_Exercise_
Report only how many lines of the material below contain the string "stem". Matching is case-sensitive.

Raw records
──────

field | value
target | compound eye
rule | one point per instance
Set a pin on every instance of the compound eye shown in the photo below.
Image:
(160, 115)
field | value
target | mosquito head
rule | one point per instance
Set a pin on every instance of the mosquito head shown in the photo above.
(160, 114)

──────

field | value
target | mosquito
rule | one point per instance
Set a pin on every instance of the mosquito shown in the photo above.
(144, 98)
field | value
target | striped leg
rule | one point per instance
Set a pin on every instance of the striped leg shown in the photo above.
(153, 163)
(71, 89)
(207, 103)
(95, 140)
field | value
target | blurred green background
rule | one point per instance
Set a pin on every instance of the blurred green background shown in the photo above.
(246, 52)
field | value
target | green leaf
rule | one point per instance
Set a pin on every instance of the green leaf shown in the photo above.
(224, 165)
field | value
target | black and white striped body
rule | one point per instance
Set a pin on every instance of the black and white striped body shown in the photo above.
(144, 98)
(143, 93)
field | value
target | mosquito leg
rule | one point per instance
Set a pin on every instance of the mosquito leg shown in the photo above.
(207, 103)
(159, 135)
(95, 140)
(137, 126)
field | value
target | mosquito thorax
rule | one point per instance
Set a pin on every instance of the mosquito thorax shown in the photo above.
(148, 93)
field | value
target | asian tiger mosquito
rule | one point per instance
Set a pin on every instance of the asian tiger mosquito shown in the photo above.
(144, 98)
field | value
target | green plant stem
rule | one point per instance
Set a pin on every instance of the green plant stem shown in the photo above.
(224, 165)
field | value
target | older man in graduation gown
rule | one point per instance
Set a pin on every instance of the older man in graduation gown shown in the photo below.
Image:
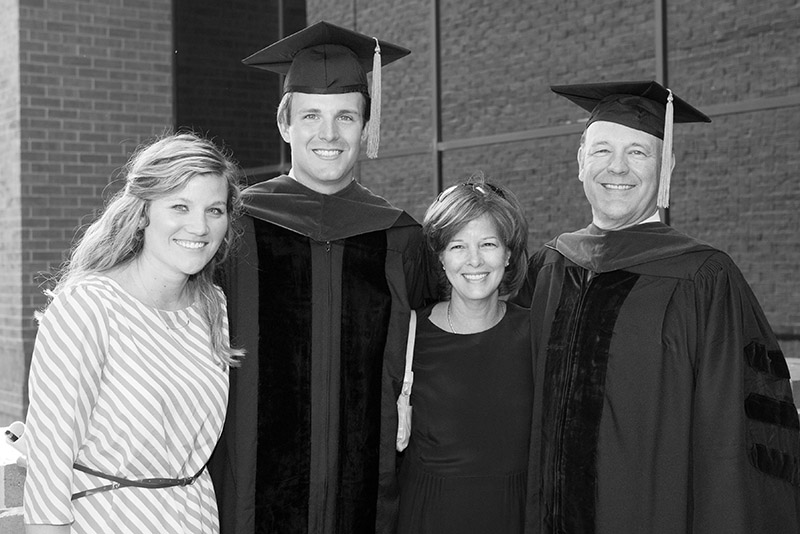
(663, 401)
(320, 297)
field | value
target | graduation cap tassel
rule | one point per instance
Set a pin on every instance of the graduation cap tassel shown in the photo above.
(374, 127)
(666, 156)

──────

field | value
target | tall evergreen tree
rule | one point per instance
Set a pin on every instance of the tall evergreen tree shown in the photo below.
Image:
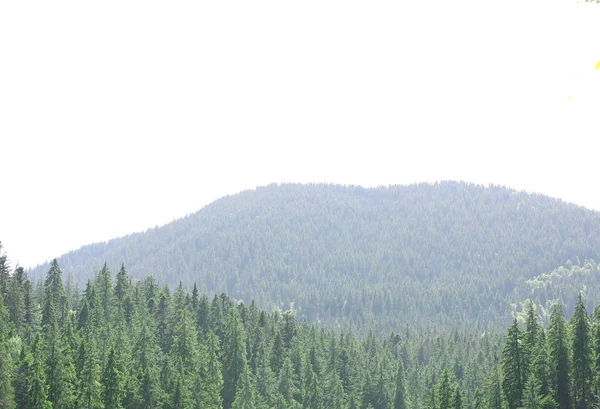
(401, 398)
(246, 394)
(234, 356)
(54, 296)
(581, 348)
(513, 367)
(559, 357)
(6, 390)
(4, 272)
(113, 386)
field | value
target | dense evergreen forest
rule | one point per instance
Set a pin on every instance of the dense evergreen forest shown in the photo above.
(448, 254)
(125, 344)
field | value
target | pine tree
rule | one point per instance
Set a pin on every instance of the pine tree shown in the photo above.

──────

_Output for this task_
2